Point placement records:
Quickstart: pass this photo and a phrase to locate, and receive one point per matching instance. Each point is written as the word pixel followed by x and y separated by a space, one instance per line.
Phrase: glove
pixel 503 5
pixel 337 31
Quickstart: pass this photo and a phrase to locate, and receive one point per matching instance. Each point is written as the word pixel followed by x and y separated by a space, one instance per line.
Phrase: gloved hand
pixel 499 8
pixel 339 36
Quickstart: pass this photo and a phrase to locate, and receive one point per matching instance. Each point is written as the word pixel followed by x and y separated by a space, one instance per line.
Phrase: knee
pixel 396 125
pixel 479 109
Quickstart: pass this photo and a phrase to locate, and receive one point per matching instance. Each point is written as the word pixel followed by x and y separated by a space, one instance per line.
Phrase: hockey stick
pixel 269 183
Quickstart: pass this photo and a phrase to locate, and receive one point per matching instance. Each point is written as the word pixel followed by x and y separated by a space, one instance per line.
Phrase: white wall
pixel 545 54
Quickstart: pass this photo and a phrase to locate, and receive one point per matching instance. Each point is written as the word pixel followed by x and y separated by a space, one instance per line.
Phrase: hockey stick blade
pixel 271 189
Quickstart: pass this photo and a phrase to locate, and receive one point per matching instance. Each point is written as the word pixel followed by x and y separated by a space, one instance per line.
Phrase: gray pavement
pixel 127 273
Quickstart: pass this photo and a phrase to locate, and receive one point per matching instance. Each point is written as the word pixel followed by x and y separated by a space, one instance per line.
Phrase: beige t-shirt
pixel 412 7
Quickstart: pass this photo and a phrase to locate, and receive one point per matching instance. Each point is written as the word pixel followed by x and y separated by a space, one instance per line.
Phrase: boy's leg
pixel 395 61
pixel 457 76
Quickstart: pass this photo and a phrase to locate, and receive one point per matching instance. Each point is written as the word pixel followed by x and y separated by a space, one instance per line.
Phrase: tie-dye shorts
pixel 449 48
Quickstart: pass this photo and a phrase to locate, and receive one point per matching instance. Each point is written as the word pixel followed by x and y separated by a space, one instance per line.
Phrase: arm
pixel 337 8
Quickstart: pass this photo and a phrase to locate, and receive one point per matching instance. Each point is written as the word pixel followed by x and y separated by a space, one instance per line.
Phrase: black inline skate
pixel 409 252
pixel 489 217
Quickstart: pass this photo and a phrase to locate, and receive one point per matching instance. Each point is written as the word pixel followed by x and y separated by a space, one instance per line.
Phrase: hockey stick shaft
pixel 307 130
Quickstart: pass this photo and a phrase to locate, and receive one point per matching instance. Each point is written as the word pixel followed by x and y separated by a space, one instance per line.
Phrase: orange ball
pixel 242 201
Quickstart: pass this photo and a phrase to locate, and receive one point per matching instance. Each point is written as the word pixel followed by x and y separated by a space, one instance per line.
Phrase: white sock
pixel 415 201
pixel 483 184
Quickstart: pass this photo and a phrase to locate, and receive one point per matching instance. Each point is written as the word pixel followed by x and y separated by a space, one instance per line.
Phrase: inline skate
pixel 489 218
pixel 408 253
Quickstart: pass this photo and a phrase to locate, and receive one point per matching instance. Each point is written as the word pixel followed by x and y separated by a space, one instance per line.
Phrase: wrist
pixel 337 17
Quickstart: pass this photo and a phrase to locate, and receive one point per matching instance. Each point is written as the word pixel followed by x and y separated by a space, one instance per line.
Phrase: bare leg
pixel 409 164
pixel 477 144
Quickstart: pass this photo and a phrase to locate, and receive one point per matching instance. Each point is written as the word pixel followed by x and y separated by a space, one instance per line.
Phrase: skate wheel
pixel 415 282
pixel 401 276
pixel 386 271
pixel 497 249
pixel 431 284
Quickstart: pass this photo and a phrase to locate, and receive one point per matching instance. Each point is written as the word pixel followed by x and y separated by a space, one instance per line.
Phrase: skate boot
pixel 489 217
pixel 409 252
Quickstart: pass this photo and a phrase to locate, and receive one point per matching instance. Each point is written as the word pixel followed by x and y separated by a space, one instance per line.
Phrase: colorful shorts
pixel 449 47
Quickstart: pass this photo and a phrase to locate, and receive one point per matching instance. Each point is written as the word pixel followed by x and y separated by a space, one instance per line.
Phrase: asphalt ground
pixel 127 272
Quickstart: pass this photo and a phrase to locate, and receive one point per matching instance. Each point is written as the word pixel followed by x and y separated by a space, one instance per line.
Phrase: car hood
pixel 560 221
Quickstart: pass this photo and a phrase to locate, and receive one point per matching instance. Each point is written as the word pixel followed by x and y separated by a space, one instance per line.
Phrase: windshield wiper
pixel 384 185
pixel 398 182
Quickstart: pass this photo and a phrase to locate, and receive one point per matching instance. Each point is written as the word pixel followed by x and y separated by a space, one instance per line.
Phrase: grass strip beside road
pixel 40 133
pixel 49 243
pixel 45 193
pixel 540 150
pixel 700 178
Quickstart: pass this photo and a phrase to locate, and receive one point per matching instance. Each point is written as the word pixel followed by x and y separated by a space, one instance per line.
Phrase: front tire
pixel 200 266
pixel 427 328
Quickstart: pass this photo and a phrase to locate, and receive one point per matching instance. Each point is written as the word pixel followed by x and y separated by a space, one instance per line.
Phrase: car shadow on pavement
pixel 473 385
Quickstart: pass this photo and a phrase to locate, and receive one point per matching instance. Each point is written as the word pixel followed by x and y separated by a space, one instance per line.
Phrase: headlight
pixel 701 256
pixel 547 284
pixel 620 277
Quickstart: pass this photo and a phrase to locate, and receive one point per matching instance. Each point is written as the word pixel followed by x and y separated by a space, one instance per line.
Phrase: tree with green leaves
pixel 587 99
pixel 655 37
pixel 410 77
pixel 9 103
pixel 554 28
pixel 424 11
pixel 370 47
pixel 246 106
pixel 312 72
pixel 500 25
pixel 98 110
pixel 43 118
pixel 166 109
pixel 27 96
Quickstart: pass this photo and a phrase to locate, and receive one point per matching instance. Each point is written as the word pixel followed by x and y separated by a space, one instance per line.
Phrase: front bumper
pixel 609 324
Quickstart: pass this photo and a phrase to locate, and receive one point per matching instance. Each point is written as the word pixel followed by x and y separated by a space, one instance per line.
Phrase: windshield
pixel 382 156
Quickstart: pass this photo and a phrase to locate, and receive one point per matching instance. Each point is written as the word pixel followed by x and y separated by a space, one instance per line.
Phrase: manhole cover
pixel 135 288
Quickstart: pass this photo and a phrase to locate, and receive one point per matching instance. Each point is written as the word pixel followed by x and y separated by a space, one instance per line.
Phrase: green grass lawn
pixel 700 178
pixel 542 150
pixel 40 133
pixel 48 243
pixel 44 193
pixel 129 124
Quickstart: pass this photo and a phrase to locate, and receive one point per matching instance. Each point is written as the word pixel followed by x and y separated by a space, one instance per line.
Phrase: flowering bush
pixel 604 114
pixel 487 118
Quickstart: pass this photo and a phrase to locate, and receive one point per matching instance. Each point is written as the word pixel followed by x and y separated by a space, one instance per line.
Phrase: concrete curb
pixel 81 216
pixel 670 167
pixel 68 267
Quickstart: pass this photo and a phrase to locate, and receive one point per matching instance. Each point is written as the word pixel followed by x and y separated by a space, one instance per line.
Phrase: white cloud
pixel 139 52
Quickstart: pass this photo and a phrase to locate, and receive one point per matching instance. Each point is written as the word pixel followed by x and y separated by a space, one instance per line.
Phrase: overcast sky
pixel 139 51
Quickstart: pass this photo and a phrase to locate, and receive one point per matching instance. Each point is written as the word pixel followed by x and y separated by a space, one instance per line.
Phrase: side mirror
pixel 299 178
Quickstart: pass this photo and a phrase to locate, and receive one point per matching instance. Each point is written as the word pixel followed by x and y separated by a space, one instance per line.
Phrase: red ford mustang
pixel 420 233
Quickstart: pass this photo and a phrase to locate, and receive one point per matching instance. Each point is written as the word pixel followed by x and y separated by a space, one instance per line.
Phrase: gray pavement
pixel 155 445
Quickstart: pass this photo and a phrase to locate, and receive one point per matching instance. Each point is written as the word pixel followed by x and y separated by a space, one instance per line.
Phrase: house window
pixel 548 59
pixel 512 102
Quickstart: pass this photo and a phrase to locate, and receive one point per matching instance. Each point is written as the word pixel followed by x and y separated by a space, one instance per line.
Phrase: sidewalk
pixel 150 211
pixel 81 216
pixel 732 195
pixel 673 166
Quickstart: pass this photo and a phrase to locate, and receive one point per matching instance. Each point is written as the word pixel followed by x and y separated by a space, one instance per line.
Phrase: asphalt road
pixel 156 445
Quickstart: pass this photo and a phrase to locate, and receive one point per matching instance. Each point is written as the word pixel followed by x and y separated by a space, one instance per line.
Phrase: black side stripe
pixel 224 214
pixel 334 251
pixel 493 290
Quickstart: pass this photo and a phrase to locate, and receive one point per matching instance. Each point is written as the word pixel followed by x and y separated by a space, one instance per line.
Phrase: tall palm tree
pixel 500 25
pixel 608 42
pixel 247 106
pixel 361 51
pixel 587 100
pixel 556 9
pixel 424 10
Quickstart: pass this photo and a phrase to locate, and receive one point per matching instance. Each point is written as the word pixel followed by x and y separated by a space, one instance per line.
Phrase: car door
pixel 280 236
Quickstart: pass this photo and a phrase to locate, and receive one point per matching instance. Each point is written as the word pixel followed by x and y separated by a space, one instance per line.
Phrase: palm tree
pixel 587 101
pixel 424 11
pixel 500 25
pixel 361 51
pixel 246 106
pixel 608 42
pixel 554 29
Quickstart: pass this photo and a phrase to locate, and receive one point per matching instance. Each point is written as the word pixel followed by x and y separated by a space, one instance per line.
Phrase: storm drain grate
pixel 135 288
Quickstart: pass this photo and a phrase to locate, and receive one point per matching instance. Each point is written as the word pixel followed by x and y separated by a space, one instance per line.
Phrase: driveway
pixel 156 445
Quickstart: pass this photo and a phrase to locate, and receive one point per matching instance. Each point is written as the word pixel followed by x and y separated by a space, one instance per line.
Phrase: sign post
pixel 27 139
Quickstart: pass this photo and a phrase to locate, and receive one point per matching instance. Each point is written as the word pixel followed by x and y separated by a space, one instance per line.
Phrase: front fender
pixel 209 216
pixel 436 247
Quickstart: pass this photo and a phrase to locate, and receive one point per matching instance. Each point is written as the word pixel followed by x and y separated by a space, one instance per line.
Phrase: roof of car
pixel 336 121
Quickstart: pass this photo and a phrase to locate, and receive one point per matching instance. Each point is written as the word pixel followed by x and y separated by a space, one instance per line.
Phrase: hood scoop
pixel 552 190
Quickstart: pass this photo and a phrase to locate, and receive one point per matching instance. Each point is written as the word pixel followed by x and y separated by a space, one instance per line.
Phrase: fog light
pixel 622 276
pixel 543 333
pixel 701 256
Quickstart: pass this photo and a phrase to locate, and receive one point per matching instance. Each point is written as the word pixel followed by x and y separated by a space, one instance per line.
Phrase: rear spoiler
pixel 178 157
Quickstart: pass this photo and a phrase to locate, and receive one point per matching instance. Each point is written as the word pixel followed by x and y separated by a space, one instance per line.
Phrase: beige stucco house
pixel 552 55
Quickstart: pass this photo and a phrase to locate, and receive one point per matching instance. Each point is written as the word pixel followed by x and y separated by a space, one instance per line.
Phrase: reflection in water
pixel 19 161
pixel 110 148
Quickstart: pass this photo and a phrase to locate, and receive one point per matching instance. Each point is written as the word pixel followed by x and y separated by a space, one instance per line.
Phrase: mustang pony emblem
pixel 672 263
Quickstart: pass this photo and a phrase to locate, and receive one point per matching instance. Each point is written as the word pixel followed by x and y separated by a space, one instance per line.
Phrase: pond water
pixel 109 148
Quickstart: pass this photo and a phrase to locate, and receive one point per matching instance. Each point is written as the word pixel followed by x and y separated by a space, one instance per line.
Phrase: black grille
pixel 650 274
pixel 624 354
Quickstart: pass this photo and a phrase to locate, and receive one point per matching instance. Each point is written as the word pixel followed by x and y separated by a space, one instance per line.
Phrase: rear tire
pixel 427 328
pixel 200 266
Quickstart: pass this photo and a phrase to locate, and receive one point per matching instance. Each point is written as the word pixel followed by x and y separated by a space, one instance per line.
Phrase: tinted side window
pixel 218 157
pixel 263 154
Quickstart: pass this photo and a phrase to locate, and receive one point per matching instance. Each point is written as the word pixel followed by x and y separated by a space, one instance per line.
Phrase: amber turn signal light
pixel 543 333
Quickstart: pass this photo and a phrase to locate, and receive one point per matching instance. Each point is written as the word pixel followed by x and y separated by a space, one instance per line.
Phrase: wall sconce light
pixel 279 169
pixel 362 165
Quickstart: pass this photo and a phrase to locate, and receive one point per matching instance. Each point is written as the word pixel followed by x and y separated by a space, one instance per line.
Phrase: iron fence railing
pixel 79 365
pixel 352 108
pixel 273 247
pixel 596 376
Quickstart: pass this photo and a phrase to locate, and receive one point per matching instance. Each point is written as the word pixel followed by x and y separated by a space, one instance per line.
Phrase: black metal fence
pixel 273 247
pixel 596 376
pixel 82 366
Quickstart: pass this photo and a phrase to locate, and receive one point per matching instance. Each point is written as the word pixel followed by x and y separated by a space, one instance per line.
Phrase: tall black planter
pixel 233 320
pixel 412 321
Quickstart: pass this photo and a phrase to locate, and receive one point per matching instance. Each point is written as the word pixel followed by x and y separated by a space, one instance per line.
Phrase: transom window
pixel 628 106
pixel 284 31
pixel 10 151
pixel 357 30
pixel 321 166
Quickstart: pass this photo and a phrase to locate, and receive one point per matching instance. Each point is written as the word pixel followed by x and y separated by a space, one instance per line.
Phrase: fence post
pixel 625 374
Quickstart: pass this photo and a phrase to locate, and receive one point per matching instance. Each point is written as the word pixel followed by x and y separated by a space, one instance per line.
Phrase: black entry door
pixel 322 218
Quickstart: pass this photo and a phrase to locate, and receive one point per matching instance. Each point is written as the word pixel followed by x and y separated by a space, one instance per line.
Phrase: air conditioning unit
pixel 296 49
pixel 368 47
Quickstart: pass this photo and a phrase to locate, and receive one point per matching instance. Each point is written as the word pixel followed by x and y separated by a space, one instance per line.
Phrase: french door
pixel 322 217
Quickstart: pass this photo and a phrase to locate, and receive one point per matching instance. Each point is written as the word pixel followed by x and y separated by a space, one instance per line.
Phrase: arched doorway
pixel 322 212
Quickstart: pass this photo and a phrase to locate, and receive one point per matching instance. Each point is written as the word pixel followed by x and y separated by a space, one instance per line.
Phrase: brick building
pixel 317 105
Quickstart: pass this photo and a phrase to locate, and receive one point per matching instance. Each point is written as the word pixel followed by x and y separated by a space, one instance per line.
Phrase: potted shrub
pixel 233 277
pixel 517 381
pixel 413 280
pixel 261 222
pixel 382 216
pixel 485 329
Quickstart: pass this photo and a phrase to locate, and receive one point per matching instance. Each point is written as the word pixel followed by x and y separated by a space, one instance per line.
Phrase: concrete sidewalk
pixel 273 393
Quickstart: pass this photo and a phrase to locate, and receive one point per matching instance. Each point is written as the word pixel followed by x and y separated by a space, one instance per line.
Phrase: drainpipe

**What you are asked to do:**
Rewrite the stretch of the listing above, from its first line through the line containing "pixel 337 31", as a numbered list, and omit any blank lines.

**Correct output:**
1. Quickstart: pass this photo and a phrase to locate, and receive one point per matching instance. Each point is written as the word pixel followed by x and y separated by a space, one instance per line.
2. Phrase: glove
3. pixel 503 5
4. pixel 337 31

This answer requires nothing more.